━━━━━ Entries shown

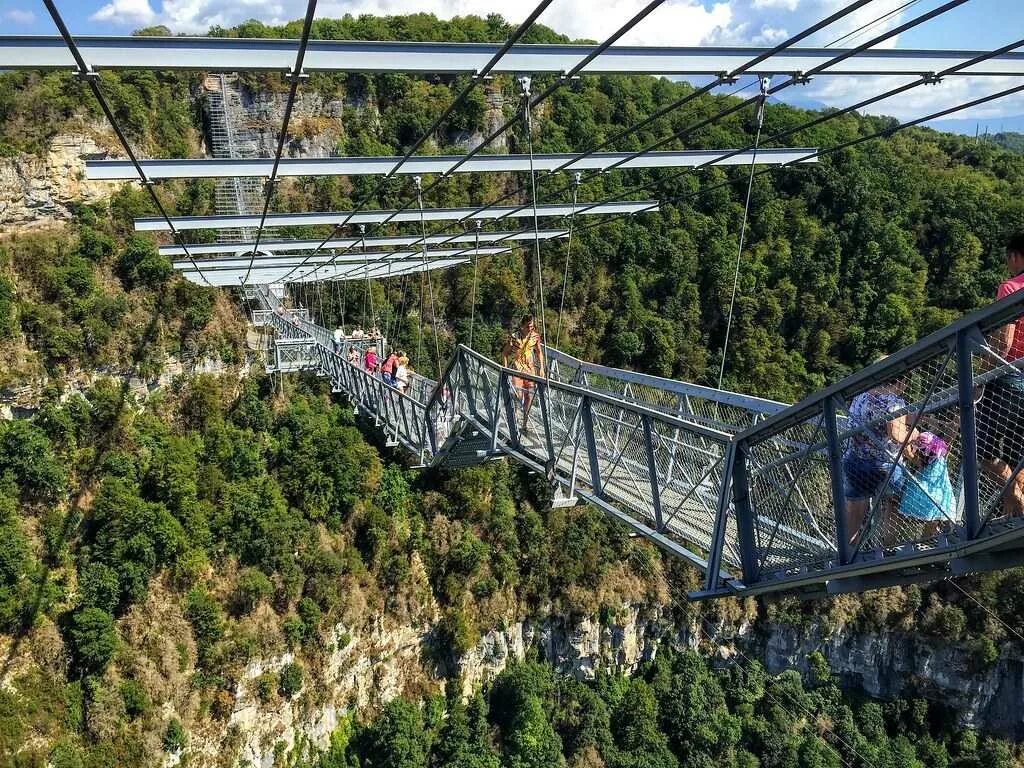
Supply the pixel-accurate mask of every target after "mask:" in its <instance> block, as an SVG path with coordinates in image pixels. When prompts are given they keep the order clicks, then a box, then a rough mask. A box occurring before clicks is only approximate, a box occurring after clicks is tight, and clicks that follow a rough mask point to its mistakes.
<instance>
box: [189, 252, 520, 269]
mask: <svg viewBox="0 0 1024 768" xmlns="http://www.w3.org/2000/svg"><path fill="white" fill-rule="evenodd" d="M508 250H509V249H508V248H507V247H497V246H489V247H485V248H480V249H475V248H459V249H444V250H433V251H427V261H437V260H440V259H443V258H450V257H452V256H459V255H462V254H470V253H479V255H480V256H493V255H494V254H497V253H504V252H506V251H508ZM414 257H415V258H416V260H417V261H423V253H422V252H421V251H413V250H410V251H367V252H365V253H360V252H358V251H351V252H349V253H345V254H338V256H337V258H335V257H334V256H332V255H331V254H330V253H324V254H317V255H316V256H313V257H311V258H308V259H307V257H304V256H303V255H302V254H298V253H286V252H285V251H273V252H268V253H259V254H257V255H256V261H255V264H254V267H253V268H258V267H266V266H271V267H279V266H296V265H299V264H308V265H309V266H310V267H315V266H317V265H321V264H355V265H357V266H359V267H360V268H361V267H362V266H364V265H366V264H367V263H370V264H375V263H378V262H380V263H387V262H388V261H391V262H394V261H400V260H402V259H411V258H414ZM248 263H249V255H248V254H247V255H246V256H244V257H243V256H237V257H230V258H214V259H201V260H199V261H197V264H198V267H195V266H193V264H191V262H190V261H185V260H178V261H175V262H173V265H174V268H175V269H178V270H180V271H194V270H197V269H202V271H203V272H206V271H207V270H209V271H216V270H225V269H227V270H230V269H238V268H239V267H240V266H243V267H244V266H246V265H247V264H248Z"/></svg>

━━━━━━━━━━
━━━━━ Entries shown

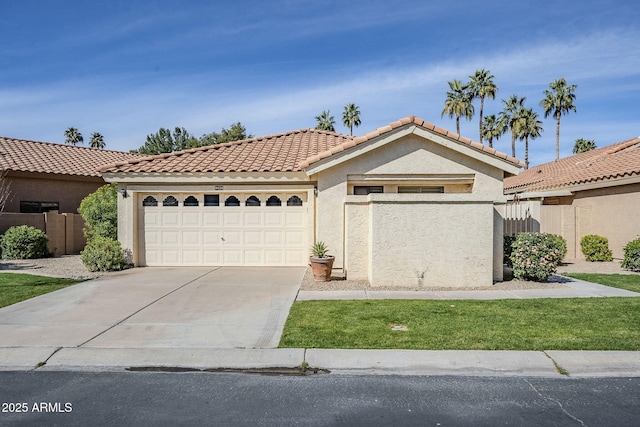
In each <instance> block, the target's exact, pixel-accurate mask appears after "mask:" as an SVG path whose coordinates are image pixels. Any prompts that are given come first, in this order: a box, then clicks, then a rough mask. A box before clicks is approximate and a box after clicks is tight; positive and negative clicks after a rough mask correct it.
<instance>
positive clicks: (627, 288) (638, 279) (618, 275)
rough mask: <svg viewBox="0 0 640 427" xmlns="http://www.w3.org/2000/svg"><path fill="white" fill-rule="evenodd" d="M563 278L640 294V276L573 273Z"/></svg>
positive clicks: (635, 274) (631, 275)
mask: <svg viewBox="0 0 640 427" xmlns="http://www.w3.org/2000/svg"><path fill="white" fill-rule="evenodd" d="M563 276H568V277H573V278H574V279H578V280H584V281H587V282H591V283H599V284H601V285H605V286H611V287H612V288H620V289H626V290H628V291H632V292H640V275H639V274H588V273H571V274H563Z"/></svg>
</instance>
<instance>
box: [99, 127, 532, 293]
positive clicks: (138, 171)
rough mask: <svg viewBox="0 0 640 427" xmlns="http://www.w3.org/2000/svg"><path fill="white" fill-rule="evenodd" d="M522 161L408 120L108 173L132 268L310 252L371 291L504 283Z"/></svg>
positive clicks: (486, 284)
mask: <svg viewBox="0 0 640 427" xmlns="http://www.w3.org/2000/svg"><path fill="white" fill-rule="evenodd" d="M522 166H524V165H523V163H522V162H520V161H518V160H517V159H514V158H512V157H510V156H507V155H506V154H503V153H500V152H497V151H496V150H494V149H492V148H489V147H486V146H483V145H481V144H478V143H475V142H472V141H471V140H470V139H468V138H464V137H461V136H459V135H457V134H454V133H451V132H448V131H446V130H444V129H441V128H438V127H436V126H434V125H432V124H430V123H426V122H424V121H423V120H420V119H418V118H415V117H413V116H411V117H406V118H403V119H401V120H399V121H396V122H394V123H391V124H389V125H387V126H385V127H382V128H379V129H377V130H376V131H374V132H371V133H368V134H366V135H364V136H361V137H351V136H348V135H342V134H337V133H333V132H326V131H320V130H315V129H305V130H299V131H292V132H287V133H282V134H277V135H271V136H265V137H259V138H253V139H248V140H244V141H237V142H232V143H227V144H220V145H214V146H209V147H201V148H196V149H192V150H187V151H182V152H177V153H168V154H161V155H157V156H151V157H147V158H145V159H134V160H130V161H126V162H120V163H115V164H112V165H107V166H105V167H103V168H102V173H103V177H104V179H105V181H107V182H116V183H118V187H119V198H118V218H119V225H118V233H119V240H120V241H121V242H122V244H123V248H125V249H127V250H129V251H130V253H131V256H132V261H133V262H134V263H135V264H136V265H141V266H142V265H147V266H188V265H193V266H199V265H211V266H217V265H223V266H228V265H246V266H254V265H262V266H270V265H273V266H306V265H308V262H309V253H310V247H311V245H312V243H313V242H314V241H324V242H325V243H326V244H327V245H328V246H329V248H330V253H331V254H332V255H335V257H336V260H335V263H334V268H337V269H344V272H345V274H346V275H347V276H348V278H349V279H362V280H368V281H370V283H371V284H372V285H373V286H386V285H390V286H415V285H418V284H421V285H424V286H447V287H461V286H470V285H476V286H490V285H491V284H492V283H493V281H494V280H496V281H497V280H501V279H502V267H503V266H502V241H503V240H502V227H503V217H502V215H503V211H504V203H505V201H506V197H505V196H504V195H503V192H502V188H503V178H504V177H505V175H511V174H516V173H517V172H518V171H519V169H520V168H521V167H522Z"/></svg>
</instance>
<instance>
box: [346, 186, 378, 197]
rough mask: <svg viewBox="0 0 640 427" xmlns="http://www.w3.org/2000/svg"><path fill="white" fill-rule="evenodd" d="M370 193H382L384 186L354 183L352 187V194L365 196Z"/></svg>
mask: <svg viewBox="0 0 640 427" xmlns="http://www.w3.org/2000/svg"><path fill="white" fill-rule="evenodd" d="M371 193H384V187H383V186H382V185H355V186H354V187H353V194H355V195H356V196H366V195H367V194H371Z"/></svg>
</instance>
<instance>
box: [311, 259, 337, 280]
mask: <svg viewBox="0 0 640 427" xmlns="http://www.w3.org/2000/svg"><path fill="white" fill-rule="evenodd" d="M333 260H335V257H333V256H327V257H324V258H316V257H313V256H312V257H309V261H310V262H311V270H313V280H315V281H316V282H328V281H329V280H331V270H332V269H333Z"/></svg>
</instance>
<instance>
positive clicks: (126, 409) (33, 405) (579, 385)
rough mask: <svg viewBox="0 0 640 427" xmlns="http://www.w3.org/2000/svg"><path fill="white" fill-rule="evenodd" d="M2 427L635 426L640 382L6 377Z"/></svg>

━━━━━━━━━━

> [Exercise instructions]:
Starting with the line containing "Supply the pixel-accurate" and going on through the line containing "box: [189, 252, 520, 269]", render those lines of the records as a Markdown table with the columns Number and Content. Give each line its own numbered row, include both end lines, and omit blank lines.

> [Result for this task]:
| Number | Content |
|---|---|
| 1 | Supply the pixel-accurate mask of every target after "mask:" in its <instance> block, as an SVG path with coordinates in image pixels. When prompts are given they keep the order clicks, then a box, then a rough mask. A box occurring before clicks is only approximate, a box occurring after clicks is tight, and clicks that follow a rough mask point to its mistakes. |
| 2 | <instance> |
| 3 | box: [189, 252, 520, 269] |